- **The request**
Reproduce the closing part of the entries exactly: the line with "hedgehog ear, the" and all lines after it, ending with the last line, and nothing else.

Records from a point labeling set
----------
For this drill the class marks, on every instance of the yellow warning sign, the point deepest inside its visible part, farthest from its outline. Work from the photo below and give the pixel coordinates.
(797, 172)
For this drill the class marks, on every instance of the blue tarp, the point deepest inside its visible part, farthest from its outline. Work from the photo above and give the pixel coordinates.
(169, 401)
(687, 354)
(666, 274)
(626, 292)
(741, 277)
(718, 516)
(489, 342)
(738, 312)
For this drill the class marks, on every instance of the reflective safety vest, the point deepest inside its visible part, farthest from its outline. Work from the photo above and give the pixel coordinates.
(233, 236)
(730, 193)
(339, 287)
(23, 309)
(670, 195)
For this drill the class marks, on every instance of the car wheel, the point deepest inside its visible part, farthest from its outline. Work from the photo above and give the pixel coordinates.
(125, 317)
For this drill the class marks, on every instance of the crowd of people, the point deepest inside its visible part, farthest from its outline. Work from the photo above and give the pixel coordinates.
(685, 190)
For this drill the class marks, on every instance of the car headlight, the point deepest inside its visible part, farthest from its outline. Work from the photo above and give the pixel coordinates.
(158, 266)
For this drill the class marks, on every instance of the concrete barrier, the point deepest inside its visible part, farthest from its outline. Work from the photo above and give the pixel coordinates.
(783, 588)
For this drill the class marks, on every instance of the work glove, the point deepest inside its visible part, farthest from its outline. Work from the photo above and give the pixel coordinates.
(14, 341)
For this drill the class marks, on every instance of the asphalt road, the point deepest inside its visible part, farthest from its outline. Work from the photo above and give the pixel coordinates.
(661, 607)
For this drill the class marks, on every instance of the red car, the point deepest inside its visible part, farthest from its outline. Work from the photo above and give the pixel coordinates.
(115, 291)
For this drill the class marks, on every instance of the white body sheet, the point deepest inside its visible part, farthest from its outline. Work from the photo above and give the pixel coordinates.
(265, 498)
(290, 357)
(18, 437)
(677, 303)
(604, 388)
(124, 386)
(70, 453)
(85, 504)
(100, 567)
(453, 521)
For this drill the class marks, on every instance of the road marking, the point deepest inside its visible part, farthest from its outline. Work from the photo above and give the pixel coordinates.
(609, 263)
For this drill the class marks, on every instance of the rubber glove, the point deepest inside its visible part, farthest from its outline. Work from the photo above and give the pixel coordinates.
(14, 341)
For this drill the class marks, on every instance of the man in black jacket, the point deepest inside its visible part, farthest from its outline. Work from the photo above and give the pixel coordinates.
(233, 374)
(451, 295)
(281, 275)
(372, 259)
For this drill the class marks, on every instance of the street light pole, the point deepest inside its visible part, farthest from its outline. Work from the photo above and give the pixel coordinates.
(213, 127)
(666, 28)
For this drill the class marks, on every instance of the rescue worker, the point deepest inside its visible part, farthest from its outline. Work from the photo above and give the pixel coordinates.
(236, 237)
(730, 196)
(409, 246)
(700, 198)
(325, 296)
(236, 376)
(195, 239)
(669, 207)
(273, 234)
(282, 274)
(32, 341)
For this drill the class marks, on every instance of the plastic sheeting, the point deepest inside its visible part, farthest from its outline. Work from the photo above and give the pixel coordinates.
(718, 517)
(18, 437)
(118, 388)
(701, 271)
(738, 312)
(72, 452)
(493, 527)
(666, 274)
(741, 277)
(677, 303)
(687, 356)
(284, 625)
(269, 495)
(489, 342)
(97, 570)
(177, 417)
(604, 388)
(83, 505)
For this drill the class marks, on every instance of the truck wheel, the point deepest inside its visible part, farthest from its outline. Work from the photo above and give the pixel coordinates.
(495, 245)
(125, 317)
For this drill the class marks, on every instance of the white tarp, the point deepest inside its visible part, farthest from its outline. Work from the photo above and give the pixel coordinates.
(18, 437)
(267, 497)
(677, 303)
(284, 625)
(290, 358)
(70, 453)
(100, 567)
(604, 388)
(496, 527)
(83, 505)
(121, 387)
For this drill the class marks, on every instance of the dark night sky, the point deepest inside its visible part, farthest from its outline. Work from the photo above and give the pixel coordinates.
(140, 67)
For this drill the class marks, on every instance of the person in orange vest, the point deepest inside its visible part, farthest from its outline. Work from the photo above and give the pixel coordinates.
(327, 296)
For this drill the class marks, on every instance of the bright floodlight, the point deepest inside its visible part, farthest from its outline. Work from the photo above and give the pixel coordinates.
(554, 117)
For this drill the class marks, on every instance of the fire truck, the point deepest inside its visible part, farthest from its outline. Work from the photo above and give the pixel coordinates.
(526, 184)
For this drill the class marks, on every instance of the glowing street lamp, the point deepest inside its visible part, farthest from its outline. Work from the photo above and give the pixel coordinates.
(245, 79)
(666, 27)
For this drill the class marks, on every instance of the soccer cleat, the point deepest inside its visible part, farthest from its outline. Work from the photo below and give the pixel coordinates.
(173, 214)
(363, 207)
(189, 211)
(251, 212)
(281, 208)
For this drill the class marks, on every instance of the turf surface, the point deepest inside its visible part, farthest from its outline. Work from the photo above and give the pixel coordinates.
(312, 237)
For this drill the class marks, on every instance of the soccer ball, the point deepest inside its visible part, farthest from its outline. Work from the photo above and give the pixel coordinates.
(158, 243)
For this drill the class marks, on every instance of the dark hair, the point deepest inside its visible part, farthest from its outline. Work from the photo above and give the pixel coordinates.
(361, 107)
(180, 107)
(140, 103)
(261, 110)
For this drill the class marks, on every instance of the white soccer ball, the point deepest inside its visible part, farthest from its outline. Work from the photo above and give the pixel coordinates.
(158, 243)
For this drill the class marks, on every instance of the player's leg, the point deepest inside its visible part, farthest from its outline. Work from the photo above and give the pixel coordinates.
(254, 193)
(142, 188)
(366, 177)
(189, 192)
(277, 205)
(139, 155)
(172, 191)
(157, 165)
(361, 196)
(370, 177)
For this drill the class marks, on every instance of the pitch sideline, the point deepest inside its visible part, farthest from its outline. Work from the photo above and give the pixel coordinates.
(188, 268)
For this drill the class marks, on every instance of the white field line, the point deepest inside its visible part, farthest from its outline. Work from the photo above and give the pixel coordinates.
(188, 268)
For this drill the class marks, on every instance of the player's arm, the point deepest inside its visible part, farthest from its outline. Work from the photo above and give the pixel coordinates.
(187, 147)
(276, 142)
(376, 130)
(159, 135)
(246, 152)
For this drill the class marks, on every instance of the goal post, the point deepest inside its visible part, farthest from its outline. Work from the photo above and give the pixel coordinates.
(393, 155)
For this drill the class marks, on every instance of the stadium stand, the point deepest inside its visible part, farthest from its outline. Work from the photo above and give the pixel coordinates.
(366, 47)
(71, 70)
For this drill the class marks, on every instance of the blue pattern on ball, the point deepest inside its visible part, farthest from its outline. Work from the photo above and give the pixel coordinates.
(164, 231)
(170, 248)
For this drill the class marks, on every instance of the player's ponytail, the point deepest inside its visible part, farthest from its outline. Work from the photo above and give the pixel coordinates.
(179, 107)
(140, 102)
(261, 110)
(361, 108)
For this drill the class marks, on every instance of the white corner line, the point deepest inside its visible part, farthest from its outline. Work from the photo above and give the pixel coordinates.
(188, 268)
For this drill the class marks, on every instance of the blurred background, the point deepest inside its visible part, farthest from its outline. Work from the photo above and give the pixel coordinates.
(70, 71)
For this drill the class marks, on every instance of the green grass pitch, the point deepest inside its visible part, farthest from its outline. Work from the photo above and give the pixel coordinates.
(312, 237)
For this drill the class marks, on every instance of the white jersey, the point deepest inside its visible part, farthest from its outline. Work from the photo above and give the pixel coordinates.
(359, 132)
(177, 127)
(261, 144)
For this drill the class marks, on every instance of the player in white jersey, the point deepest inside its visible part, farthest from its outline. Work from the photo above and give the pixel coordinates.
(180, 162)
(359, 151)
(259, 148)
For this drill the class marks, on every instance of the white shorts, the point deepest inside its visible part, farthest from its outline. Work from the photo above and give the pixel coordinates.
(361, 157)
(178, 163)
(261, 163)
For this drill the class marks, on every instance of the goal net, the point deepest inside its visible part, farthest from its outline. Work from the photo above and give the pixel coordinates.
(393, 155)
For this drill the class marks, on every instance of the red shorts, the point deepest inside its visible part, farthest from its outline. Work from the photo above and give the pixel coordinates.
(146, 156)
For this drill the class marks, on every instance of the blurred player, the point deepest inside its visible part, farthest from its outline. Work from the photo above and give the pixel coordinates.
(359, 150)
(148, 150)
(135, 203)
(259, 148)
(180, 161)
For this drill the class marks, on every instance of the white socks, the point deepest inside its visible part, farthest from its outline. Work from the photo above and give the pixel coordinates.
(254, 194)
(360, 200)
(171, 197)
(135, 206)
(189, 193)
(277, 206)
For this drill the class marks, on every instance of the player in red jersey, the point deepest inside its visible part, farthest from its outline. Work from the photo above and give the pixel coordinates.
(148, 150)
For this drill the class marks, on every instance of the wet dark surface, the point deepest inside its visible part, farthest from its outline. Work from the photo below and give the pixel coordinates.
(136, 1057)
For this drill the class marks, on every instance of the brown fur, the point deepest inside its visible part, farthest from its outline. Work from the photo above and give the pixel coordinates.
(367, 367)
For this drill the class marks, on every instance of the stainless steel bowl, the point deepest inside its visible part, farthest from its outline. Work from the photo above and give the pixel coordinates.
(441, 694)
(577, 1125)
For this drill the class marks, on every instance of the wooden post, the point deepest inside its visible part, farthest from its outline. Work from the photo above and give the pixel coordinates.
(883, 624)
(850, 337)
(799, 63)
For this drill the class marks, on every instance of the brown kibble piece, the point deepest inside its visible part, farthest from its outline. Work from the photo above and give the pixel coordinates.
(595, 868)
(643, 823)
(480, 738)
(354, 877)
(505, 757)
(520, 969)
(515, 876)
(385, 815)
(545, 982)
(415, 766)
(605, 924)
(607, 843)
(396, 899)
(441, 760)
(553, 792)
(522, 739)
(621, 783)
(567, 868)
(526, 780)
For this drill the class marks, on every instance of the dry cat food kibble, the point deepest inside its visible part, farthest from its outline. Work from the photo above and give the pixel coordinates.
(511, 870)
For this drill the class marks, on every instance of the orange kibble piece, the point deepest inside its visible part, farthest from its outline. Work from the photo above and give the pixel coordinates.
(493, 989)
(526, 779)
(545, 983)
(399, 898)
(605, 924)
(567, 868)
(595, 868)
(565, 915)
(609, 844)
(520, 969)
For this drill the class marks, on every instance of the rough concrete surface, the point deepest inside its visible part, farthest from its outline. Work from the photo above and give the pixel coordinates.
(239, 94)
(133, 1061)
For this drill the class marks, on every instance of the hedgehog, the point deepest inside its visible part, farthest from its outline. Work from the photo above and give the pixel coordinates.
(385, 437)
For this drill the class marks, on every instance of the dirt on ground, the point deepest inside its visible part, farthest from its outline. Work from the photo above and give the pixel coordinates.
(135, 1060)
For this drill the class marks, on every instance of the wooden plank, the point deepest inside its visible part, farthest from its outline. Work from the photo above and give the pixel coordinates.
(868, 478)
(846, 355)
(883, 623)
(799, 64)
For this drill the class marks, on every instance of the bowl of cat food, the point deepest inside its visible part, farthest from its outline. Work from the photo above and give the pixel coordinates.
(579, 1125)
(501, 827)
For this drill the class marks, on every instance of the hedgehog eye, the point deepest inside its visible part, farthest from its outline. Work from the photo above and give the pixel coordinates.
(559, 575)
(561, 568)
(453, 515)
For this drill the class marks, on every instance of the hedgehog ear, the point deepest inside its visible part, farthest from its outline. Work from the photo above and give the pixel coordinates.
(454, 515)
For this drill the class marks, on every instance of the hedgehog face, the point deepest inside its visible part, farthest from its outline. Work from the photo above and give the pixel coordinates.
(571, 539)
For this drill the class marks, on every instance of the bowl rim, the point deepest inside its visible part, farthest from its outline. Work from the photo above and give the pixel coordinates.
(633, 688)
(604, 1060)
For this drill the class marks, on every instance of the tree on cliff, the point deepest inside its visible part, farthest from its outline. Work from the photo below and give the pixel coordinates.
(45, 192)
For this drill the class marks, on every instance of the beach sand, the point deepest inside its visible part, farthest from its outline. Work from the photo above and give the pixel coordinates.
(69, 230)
----------
- **Complete output**
For this drill the class marks, on every instance of the hedgehog ear, the point deepest inside its visible part, farthest from its outline. Work from the photo above and give the pixel coordinates.
(454, 515)
For this drill the class marks, on every instance of the hedgehog face, the point deepest inside its visible part, farthest from its outline. Work from the photo above and give the pixel coordinates.
(571, 539)
For this drill the class marks, on every instance of the bowl rim, the point deepest inside its visible part, farthest from its outline. Work from the photo above and give the pixel coordinates.
(633, 688)
(604, 1060)
For this drill the class marks, on every instance of the tree on cliff, the point deepest inside its visible part, farthest from its outline. Work from the photo below and give the pixel coordinates.
(45, 192)
For this drill the class marks, on every instance of the beach sand, the point deepest inside its visible part, farthest from its outline. Work from the photo above and give the pixel coordinates.
(69, 230)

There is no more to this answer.